═══ 抜粋 ═══
やはりこんこんと悩み続けていくとどうしても何かに救いを求めたくなるような心境になってきます。少しおかしな話ですが、私には大学の課題があって、それがあまりやりたくなかった。それがあまりやりたくないのに比例して、私はブログを書いたり他の物事(太鼓の達人とかラップとか)の努力をしていました。とてもおかしな話ですが、やりたくない義務を課せられていた中で、その反動として努力をしていたのです。

一つ気づいたことがありまして、私は何度も言っていることですが過去、機能不全がありました。それゆえに今の私では価値がない、と思わされ、何とかそんな自分を変えようと努力してきました。その影響で比較的軽度に鬱を治癒した冬からも、まだ過労信仰なるものは残っていて、完璧な自分を目指した後遺症とでもいいますか、そのエネルギーで記事を書いていました。でもそれを止める術はその時の私には分かりませんでした。そして思うに、私は「ああ、ただ自由になりたかったんだ」ということに気がつきました。考えてみると22年間、親の理想論のもとで潰されて生きてきた挙句、大学の偏差値ですべてが決まるような入試を通り、現に社会適合を目指す大学に入るのですから、すべてそこでのメッセージは一つで、「もうこのような"世間"と関わりたくない。私は自由になりたい。」ということだったのだな、と思いました。

というのも夏休みの期間に入ったからです。考えてみればはじめて、何もしなくていい期間が私に訪れた。今までも高校で夏休みがあったではないか、と言われそうですが、その時は現に生きづらさを抱えていた。今は生きづらさを解消したので、つまりはじめて自分が生きているという夏休みを過ごすことができるのです。私はただそのことを思うだけでも心がワクワクします。大学の単位はあまり取れなかったけど、この自らが生きる夏休みに入れたことが限りなく嬉しいのです。
═══
• _練習問題_
1. 夏休みと自由についての文章の「やはりこんこんと悩み続けてい」から「だったのだな、と思いました。」まで（両端を含む）を、「努力」をすべて「奮闘」に変えて書き直してください。
2. 夏休みと自由についての文章を、最後の一文の後から書き継いでください。
═══ データ抜粋 ═══
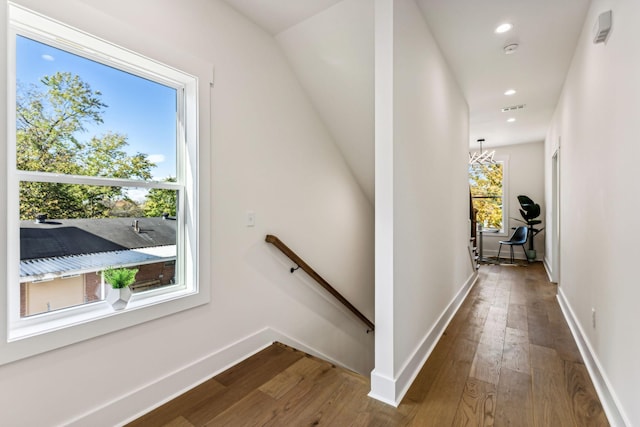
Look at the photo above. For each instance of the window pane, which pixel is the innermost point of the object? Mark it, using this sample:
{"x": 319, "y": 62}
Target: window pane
{"x": 485, "y": 183}
{"x": 69, "y": 233}
{"x": 80, "y": 117}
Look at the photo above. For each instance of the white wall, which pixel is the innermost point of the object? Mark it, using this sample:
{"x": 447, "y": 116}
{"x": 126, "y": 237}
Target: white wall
{"x": 332, "y": 55}
{"x": 270, "y": 153}
{"x": 524, "y": 175}
{"x": 422, "y": 196}
{"x": 597, "y": 125}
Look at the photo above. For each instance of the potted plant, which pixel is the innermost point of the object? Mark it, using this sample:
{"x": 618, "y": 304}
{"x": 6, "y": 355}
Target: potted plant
{"x": 530, "y": 211}
{"x": 119, "y": 280}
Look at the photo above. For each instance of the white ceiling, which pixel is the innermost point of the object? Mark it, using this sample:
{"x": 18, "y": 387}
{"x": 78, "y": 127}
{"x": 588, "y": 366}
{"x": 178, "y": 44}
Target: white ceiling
{"x": 329, "y": 44}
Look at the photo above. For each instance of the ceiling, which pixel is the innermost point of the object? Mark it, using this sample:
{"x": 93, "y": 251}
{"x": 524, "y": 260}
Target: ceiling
{"x": 329, "y": 44}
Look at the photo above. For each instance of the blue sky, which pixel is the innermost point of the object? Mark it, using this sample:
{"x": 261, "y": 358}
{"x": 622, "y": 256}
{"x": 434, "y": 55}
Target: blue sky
{"x": 142, "y": 110}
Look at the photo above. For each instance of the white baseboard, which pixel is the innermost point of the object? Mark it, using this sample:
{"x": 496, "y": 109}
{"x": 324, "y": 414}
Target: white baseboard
{"x": 610, "y": 402}
{"x": 392, "y": 390}
{"x": 126, "y": 408}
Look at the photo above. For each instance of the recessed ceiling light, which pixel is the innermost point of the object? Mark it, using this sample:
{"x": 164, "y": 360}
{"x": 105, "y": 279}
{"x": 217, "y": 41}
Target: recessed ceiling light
{"x": 510, "y": 48}
{"x": 503, "y": 28}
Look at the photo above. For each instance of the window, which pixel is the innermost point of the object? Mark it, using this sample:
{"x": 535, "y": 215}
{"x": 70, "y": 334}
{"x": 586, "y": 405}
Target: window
{"x": 486, "y": 182}
{"x": 102, "y": 172}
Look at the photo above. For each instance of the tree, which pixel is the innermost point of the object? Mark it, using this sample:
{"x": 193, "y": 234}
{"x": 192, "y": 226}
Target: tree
{"x": 49, "y": 120}
{"x": 485, "y": 181}
{"x": 161, "y": 201}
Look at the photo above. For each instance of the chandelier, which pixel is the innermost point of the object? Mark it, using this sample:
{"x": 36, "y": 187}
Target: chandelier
{"x": 481, "y": 157}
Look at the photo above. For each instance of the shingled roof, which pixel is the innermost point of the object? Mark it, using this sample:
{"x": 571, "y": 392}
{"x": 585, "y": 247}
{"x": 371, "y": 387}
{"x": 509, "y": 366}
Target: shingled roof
{"x": 62, "y": 238}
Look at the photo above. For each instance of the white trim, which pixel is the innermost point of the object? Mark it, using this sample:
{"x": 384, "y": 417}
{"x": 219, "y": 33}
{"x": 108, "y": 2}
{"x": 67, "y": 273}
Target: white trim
{"x": 547, "y": 268}
{"x": 126, "y": 408}
{"x": 392, "y": 390}
{"x": 610, "y": 402}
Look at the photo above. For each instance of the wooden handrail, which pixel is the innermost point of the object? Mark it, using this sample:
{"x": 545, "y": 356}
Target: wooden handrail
{"x": 311, "y": 272}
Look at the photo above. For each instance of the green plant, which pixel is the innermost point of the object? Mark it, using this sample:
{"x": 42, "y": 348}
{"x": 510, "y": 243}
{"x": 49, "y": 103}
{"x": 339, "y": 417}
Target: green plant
{"x": 120, "y": 278}
{"x": 530, "y": 211}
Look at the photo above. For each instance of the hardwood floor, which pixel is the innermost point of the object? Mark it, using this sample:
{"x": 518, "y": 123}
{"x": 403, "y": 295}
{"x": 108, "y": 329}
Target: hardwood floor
{"x": 506, "y": 359}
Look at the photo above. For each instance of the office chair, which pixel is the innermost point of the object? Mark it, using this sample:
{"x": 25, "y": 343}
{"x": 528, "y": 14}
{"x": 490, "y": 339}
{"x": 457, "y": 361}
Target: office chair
{"x": 518, "y": 238}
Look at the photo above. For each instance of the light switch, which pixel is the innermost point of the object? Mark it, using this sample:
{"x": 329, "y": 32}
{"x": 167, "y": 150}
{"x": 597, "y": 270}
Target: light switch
{"x": 251, "y": 219}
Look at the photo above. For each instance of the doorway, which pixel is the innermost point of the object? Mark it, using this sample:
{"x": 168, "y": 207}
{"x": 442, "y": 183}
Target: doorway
{"x": 555, "y": 216}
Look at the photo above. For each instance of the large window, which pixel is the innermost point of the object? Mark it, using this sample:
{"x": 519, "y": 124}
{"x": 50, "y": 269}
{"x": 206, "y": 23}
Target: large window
{"x": 486, "y": 181}
{"x": 102, "y": 173}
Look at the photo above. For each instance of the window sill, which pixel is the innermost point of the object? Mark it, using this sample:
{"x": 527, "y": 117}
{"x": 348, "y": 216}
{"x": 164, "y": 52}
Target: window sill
{"x": 67, "y": 318}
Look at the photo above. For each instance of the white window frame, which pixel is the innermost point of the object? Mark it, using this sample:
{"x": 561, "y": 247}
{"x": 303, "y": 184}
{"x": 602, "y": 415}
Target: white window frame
{"x": 505, "y": 230}
{"x": 23, "y": 337}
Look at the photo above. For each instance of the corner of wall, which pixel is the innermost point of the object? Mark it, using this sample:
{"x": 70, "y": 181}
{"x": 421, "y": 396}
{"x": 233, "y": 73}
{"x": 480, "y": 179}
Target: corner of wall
{"x": 392, "y": 390}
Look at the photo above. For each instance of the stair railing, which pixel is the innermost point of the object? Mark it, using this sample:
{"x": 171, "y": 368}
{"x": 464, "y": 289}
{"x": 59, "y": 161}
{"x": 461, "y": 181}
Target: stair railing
{"x": 311, "y": 272}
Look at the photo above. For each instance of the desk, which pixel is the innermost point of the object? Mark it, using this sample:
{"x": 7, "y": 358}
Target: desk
{"x": 481, "y": 232}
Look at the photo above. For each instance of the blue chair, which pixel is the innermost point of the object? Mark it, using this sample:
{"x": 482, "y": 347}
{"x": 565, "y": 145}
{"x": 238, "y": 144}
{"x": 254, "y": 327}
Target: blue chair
{"x": 518, "y": 238}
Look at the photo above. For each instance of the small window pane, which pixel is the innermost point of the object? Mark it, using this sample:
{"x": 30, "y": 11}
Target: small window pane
{"x": 76, "y": 116}
{"x": 70, "y": 233}
{"x": 486, "y": 185}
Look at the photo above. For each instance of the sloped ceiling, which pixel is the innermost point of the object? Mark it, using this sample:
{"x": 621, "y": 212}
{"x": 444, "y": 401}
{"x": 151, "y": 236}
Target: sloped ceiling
{"x": 329, "y": 44}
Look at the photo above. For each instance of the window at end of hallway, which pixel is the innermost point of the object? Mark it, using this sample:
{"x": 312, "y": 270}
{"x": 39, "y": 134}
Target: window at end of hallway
{"x": 486, "y": 183}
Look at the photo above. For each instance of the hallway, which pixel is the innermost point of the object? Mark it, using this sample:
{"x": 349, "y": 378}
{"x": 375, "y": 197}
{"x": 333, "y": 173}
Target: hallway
{"x": 506, "y": 359}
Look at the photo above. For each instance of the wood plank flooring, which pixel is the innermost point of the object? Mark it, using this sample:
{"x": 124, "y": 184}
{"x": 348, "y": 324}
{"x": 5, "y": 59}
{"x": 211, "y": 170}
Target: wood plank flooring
{"x": 506, "y": 359}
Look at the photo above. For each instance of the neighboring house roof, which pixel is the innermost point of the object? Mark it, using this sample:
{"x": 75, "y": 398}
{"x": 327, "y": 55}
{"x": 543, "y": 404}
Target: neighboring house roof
{"x": 73, "y": 246}
{"x": 60, "y": 238}
{"x": 47, "y": 268}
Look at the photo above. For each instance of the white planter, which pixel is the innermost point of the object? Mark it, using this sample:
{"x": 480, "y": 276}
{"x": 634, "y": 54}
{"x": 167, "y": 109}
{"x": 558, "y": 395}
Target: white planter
{"x": 118, "y": 298}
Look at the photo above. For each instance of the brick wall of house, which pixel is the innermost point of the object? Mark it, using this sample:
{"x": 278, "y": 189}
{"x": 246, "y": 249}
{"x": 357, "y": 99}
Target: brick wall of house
{"x": 92, "y": 287}
{"x": 23, "y": 299}
{"x": 162, "y": 271}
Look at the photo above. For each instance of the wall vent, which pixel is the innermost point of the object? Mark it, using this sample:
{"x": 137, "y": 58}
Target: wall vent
{"x": 602, "y": 28}
{"x": 513, "y": 108}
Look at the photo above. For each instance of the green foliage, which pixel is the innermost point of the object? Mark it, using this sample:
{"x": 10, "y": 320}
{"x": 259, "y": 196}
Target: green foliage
{"x": 161, "y": 201}
{"x": 120, "y": 278}
{"x": 485, "y": 181}
{"x": 49, "y": 120}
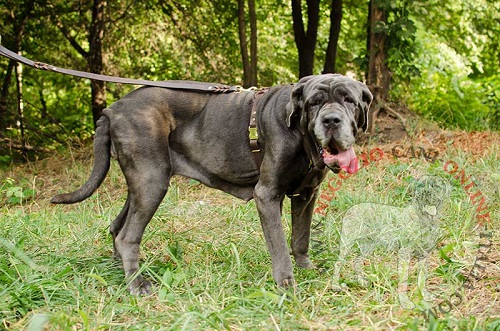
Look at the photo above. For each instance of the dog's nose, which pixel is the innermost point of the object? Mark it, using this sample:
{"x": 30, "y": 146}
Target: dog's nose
{"x": 332, "y": 120}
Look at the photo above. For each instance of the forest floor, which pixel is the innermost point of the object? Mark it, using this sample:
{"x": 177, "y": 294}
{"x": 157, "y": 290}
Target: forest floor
{"x": 205, "y": 254}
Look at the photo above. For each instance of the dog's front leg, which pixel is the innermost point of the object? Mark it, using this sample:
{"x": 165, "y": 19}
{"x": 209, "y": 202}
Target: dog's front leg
{"x": 269, "y": 203}
{"x": 302, "y": 212}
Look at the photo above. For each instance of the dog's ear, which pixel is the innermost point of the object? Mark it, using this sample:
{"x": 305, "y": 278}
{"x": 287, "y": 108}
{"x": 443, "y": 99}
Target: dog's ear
{"x": 366, "y": 100}
{"x": 295, "y": 104}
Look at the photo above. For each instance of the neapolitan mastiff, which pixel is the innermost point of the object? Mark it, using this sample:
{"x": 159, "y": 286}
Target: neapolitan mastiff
{"x": 303, "y": 129}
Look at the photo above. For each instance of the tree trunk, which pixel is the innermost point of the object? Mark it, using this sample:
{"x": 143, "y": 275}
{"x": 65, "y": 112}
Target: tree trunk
{"x": 331, "y": 51}
{"x": 16, "y": 46}
{"x": 94, "y": 60}
{"x": 305, "y": 40}
{"x": 20, "y": 108}
{"x": 253, "y": 42}
{"x": 249, "y": 62}
{"x": 378, "y": 73}
{"x": 243, "y": 43}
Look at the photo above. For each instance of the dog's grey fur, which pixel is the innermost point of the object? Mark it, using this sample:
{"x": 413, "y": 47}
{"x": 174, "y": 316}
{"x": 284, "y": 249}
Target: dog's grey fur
{"x": 157, "y": 133}
{"x": 412, "y": 231}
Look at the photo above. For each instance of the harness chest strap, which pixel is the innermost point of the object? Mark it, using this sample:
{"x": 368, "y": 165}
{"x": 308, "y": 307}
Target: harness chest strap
{"x": 252, "y": 128}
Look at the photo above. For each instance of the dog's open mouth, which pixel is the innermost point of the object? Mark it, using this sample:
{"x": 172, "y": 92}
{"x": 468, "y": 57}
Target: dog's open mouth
{"x": 346, "y": 160}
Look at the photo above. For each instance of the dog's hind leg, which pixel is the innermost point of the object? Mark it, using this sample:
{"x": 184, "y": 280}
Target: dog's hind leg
{"x": 144, "y": 157}
{"x": 146, "y": 191}
{"x": 117, "y": 225}
{"x": 302, "y": 211}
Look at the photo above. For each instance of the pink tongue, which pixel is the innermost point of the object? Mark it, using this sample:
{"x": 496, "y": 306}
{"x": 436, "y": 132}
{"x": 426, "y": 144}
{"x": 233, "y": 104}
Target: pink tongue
{"x": 346, "y": 160}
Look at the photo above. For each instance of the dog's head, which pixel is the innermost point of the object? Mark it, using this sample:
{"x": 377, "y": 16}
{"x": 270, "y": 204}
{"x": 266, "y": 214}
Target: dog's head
{"x": 332, "y": 108}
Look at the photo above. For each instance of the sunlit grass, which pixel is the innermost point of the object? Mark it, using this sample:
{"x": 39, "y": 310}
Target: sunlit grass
{"x": 205, "y": 253}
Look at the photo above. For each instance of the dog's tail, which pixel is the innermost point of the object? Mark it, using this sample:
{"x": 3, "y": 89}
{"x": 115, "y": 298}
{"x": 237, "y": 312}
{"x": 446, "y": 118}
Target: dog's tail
{"x": 102, "y": 156}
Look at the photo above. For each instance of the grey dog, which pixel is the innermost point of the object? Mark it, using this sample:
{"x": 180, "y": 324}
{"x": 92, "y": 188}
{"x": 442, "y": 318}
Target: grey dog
{"x": 155, "y": 133}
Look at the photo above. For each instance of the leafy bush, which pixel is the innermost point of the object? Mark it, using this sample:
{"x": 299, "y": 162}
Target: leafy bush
{"x": 442, "y": 88}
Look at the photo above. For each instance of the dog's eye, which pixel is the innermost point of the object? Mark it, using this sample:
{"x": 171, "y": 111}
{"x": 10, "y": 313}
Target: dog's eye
{"x": 348, "y": 99}
{"x": 315, "y": 102}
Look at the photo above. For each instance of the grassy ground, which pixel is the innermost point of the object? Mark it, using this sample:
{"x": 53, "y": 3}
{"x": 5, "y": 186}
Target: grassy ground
{"x": 205, "y": 253}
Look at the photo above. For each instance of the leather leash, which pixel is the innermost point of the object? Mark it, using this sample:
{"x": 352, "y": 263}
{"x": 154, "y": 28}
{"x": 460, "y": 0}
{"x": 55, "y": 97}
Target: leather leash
{"x": 172, "y": 84}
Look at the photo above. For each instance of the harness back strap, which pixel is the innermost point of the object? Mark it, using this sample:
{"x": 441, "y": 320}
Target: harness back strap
{"x": 183, "y": 85}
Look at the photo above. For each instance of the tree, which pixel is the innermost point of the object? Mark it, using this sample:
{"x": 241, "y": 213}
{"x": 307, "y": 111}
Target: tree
{"x": 93, "y": 57}
{"x": 378, "y": 75}
{"x": 19, "y": 22}
{"x": 305, "y": 40}
{"x": 331, "y": 51}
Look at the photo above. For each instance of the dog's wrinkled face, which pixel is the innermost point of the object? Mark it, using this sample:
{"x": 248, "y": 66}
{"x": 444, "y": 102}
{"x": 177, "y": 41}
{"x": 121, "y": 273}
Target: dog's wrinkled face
{"x": 332, "y": 108}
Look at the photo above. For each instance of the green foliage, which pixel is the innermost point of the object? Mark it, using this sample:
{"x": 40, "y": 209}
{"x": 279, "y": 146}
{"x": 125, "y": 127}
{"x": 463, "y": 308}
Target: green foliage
═══
• _解答_
1.
やはりこんこんと悩み続けていくとどうしても何かに救いを求めたくなるような心境になってきます。少しおかしな話ですが、私には大学の課題があって、それがあまりやりたくなかった。それがあまりやりたくないのに比例して、私はブログを書いたり他の物事(太鼓の達人とかラップとか)の奮闘をしていました。とてもおかしな話ですが、やりたくない義務を課せられていた中で、その反動として奮闘をしていたのです。

一つ気づいたことがありまして、私は何度も言っていることですが過去、機能不全がありました。それゆえに今の私では価値がない、と思わされ、何とかそんな自分を変えようと奮闘してきました。その影響で比較的軽度に鬱を治癒した冬からも、まだ過労信仰なるものは残っていて、完璧な自分を目指した後遺症とでもいいますか、そのエネルギーで記事を書いていました。でもそれを止める術はその時の私には分かりませんでした。そして思うに、私は「ああ、ただ自由になりたかったんだ」ということに気がつきました。考えてみると22年間、親の理想論のもとで潰されて生きてきた挙句、大学の偏差値ですべてが決まるような入試を通り、現に社会適合を目指す大学に入るのですから、すべてそこでのメッセージは一つで、「もうこのような"世間"と関わりたくない。私は自由になりたい。」ということだったのだな、と思いました。

2.
生きづらさを抱える人たちは、決してその人たちを責めればいい問題ではなく、その人の周りにあった世界が、社会が、一つの理不尽を抱えていた、ということだと思います。昨日も触れましたが、「あなたには何の罪もなかったのよ」ということが本当のことなのだと思います。機能不全で育った人がのちに機能不全を生んでしまうということがありますが、私はそれをはじめて聞いた時「なんてこの世は理不尽なんだろう。今まで被害者だった人が加害者に変わるなんて、そんな報われないことがあるか」と絶望したのを覚えています。しかしもっと正しく言うと、被害者が加害者に変わる、どこかで別人になるというよりは、"被害者のまま加害者である"という言い方の方が正しいです。つまり毒親の問題はその毒親自身も機能不全の被害者でありながら、愛を知らぬまま子どもを持ってしまったために、被害者のまま加害者になる、この構図なのだと思います。

私はこれらの病理が伝えてるメッセージはただ一つ、機能不全の破壊性、その酷さだと思います。また愛がないということがどれだけ人の精神衛生を破壊しうるか、ということの一つの証明なのだと思います。おそらくこのような機能不全の現れとして世の中で悲惨な事件が起き、それらの事件は「あなたたちは今の生き方で本当にいいのですか?」と厳しく問いかけられているのだと思います。人が殺された、人を殺した、それは人命の尊厳が非常に希薄になっていることの証左です。私は小学生の頃恋仲になった女の子を自殺で亡くしました。中学を卒業してから縁はなかったのでそんなことは知りませんでしたが、昨年の夏にその女の子が自殺した、ということを聞きました。私はその当時現に自殺するほどのうつの過程にいたので、その女の子の死が非常に生々しく、何か深い鉛を私の心に落とすような感覚がありました。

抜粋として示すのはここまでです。